## Work required:
Which lines of the records below contain the word "woman"? Show every such line in full, treating uppercase and lowercase as different.

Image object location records
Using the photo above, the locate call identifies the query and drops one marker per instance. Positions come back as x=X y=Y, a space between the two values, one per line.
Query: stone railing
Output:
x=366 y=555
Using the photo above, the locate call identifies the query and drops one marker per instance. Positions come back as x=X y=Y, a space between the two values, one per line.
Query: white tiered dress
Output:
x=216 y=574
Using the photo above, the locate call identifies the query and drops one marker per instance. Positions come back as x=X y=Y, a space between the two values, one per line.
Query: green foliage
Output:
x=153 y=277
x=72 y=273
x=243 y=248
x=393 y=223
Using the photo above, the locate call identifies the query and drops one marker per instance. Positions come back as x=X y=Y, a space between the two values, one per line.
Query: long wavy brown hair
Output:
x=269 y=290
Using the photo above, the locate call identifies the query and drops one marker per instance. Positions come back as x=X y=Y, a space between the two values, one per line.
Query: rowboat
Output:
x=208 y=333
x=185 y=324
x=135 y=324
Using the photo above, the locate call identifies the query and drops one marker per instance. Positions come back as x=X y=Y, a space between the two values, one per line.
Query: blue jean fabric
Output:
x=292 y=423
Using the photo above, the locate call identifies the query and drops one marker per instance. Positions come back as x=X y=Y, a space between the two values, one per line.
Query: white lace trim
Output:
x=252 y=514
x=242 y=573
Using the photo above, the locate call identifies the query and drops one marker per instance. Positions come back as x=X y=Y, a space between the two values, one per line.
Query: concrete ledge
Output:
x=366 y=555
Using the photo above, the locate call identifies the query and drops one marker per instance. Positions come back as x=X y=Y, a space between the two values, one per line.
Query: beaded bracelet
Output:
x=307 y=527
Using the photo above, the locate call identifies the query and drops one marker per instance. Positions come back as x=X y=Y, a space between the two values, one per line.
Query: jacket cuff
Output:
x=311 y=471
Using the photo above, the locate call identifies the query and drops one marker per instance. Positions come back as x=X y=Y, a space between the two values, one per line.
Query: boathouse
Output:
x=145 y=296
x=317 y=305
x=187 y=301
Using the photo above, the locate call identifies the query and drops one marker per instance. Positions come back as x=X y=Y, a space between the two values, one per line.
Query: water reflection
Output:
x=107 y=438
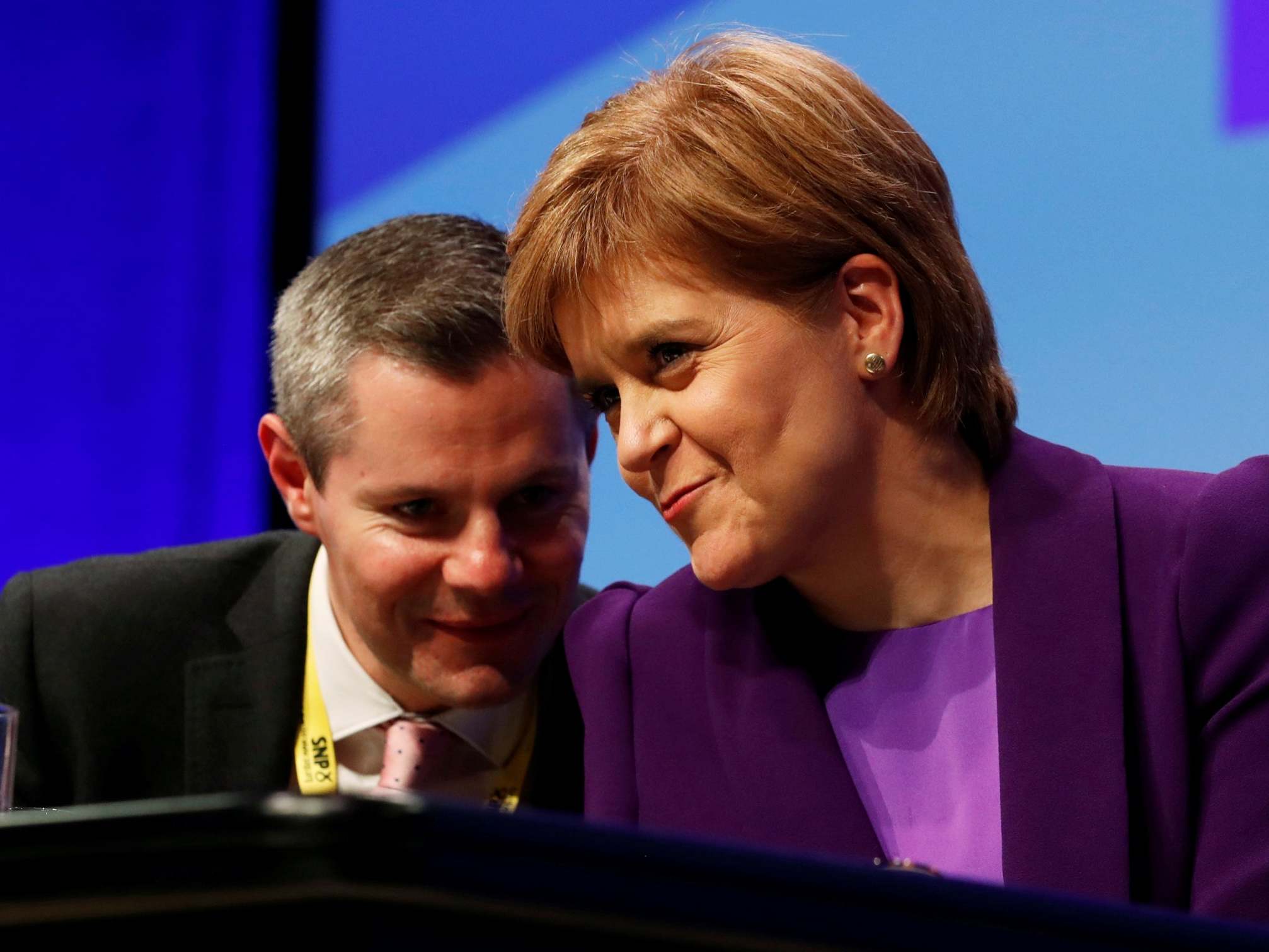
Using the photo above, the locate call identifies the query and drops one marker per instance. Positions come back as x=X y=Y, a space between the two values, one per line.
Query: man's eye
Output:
x=536 y=496
x=603 y=399
x=416 y=508
x=668 y=353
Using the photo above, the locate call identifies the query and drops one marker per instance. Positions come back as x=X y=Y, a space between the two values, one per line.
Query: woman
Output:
x=908 y=629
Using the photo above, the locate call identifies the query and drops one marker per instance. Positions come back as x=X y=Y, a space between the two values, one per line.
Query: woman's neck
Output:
x=913 y=550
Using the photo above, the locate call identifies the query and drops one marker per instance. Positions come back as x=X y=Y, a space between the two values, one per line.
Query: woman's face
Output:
x=745 y=427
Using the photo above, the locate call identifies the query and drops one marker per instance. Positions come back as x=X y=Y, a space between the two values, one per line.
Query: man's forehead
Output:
x=512 y=416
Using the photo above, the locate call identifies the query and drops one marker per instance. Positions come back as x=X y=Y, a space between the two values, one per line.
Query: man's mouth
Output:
x=480 y=625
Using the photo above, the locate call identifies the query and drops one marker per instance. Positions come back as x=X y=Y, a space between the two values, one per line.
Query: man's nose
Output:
x=484 y=558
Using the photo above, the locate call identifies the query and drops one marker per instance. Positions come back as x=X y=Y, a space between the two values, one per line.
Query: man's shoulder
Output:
x=176 y=580
x=158 y=566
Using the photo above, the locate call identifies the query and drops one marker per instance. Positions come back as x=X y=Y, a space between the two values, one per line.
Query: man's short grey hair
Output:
x=423 y=289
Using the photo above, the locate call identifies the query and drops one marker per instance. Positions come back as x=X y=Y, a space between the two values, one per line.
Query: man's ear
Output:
x=867 y=294
x=290 y=473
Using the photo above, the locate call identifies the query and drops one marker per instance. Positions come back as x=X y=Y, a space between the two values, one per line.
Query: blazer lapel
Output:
x=243 y=709
x=778 y=748
x=1059 y=672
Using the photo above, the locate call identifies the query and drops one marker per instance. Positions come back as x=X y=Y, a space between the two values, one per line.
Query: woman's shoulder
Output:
x=1195 y=502
x=626 y=604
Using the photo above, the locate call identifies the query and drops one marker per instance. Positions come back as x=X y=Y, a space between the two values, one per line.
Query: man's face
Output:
x=455 y=524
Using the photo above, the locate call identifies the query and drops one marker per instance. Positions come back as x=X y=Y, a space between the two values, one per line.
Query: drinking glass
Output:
x=8 y=753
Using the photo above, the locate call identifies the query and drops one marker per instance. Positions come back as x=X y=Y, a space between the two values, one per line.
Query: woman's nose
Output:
x=645 y=432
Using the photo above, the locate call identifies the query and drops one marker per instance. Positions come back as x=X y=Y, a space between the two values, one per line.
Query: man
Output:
x=405 y=639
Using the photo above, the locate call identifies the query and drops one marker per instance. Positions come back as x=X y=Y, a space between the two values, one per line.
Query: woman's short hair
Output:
x=766 y=165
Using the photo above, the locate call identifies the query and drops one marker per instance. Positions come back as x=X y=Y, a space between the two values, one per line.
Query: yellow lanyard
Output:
x=315 y=752
x=316 y=767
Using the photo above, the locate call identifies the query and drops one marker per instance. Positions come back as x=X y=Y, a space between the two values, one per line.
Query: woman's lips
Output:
x=680 y=499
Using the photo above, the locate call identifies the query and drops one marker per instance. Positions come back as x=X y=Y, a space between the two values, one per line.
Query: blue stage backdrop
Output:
x=1111 y=164
x=134 y=282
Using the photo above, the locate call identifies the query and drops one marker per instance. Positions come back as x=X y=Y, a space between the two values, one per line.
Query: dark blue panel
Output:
x=134 y=278
x=400 y=79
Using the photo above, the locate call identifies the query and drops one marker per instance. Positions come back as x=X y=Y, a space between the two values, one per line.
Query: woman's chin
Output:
x=726 y=564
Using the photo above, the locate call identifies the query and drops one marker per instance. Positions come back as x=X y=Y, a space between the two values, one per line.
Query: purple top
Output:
x=1131 y=621
x=917 y=724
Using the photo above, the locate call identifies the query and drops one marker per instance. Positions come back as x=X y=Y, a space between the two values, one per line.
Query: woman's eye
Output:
x=416 y=508
x=603 y=399
x=665 y=355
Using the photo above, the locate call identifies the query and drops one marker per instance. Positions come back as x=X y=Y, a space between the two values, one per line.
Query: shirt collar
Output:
x=355 y=703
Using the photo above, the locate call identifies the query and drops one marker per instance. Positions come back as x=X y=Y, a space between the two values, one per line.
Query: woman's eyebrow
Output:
x=659 y=330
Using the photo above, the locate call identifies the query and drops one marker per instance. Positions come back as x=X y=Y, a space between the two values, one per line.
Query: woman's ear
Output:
x=289 y=473
x=867 y=294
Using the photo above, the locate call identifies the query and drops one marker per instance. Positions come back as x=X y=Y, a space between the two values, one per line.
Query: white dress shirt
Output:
x=357 y=705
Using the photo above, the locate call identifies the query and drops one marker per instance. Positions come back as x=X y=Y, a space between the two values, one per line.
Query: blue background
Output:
x=1120 y=224
x=1120 y=227
x=136 y=160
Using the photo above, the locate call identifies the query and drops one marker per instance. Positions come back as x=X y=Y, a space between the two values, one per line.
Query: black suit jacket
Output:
x=180 y=672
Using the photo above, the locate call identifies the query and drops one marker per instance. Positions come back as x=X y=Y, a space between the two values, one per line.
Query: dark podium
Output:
x=306 y=871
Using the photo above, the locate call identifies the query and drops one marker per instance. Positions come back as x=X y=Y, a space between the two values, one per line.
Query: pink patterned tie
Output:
x=416 y=753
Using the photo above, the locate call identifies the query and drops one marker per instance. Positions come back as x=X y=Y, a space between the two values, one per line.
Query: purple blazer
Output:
x=1132 y=672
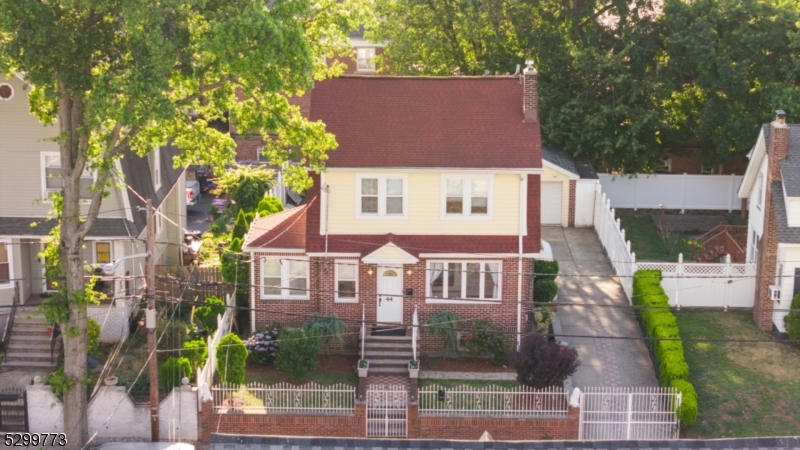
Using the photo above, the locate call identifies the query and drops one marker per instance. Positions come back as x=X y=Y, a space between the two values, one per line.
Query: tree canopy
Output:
x=619 y=81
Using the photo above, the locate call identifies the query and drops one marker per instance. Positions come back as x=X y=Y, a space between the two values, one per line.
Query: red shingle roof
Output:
x=286 y=229
x=458 y=122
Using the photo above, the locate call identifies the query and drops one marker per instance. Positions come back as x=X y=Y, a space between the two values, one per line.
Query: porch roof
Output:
x=284 y=230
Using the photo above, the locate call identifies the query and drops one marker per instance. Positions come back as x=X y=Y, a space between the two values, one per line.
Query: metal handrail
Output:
x=10 y=321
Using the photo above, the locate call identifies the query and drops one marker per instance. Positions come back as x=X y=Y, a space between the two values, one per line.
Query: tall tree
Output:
x=116 y=74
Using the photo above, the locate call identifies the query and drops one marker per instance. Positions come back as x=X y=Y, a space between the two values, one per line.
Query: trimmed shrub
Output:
x=231 y=359
x=545 y=270
x=206 y=316
x=173 y=370
x=268 y=206
x=541 y=363
x=688 y=412
x=92 y=335
x=792 y=320
x=195 y=351
x=297 y=352
x=544 y=291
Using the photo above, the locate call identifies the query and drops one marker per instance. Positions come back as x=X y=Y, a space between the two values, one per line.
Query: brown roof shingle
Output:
x=442 y=122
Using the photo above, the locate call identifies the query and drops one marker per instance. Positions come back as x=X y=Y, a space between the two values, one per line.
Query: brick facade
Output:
x=322 y=298
x=777 y=149
x=469 y=428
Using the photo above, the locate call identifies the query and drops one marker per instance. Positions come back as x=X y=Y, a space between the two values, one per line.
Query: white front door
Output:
x=390 y=295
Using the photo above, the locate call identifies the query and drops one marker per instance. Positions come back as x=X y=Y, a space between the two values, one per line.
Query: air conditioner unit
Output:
x=774 y=292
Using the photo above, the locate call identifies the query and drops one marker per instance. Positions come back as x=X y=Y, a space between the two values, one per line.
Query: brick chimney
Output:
x=777 y=150
x=530 y=100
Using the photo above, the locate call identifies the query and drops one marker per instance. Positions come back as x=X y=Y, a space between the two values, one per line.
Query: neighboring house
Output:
x=430 y=201
x=771 y=186
x=30 y=173
x=569 y=186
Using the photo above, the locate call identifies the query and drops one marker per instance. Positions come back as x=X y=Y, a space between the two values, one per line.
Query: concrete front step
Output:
x=24 y=364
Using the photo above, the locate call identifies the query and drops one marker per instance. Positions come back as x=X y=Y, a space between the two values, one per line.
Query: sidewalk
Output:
x=604 y=362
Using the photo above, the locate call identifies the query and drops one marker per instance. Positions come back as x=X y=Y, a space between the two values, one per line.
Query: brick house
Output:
x=431 y=200
x=771 y=186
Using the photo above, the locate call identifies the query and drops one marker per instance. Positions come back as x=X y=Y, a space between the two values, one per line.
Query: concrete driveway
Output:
x=586 y=277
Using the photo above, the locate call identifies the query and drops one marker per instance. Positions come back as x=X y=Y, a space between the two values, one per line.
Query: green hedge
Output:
x=659 y=323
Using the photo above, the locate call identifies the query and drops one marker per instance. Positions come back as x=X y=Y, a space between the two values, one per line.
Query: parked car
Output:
x=192 y=192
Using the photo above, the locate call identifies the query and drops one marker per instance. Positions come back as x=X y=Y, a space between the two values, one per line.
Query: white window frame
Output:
x=759 y=190
x=467 y=196
x=157 y=168
x=338 y=299
x=9 y=251
x=110 y=250
x=46 y=192
x=285 y=290
x=370 y=60
x=381 y=214
x=463 y=300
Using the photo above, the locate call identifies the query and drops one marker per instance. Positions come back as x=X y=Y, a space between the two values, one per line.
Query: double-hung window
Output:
x=51 y=177
x=365 y=62
x=5 y=264
x=382 y=196
x=284 y=278
x=466 y=196
x=470 y=280
x=347 y=281
x=102 y=252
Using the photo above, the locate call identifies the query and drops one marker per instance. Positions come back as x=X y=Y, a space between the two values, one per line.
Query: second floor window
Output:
x=52 y=182
x=466 y=196
x=382 y=196
x=365 y=59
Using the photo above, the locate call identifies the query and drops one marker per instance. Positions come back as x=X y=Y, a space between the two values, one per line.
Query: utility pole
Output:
x=150 y=319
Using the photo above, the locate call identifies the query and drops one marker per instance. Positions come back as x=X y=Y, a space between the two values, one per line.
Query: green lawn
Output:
x=744 y=389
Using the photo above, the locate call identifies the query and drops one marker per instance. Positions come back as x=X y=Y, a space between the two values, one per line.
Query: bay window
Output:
x=284 y=278
x=471 y=280
x=467 y=196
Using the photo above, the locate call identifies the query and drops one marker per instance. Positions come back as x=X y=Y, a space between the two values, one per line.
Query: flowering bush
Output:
x=262 y=346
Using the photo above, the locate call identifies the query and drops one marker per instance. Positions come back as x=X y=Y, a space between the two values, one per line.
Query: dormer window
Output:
x=365 y=59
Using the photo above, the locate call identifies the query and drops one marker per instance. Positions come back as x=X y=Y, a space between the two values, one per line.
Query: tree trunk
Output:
x=71 y=244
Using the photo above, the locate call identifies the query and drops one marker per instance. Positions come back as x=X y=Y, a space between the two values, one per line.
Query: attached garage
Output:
x=551 y=203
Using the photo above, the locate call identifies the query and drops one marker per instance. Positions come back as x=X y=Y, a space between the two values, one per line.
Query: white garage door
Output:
x=551 y=203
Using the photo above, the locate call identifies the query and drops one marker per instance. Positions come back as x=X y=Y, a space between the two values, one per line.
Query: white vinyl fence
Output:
x=285 y=398
x=675 y=191
x=643 y=413
x=687 y=284
x=492 y=401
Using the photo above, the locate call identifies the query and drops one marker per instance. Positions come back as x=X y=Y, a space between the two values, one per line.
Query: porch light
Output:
x=774 y=292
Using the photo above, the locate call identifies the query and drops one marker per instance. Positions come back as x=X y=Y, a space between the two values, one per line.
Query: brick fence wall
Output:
x=468 y=428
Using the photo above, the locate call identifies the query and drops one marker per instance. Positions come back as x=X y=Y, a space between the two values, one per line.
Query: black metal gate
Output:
x=13 y=410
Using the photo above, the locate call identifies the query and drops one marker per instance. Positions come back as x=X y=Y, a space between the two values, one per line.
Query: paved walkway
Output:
x=586 y=277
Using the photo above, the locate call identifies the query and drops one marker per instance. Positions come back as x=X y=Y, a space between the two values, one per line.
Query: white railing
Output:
x=641 y=413
x=687 y=284
x=675 y=191
x=285 y=398
x=492 y=401
x=414 y=333
x=205 y=377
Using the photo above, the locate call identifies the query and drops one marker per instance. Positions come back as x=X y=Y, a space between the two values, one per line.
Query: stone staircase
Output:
x=29 y=344
x=388 y=354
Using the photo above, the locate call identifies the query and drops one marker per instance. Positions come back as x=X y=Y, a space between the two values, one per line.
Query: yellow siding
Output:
x=551 y=175
x=424 y=208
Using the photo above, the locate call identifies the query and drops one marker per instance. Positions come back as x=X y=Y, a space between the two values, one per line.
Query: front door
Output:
x=390 y=295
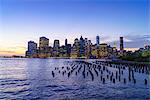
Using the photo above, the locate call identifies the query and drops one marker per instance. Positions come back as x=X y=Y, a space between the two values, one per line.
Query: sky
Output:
x=25 y=20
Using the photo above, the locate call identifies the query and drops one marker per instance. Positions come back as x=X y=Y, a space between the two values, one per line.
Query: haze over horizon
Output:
x=25 y=20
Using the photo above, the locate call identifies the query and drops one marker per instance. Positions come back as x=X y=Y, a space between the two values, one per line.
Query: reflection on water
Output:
x=72 y=79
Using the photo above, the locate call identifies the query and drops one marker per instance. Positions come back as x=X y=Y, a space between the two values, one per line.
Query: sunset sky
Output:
x=25 y=20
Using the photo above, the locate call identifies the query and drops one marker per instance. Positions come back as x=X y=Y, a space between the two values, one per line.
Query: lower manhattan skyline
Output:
x=22 y=21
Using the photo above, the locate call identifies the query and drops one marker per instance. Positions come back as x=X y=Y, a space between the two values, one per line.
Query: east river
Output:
x=72 y=79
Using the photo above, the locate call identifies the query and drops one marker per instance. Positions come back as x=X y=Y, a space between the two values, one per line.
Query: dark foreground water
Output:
x=64 y=79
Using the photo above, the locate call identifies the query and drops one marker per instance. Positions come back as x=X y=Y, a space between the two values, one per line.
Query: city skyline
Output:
x=21 y=21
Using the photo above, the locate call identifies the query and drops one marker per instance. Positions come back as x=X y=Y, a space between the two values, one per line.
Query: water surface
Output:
x=22 y=78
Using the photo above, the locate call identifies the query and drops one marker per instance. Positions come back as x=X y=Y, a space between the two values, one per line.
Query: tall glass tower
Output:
x=97 y=41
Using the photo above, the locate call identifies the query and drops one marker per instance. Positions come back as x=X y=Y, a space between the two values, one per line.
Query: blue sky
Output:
x=24 y=20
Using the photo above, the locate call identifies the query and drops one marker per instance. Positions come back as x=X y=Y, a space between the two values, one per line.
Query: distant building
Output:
x=56 y=47
x=43 y=47
x=66 y=42
x=81 y=47
x=121 y=44
x=97 y=41
x=75 y=49
x=32 y=49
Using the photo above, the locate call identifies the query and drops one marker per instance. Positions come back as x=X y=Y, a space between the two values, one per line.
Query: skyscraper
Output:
x=43 y=47
x=97 y=41
x=66 y=42
x=56 y=48
x=44 y=42
x=82 y=47
x=121 y=44
x=32 y=49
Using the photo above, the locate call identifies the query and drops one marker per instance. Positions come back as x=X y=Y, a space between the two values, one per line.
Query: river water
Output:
x=68 y=79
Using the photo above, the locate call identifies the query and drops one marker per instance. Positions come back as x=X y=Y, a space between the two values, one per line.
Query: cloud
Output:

## Task response:
Query: woman
Query: woman's neck
Query: woman's face
Query: woman's shoulder
Query: woman's nose
Query: woman's short hair
Query: woman's lips
Query: woman's chin
Query: woman's eye
Query: woman's eyebrow
Query: woman's ear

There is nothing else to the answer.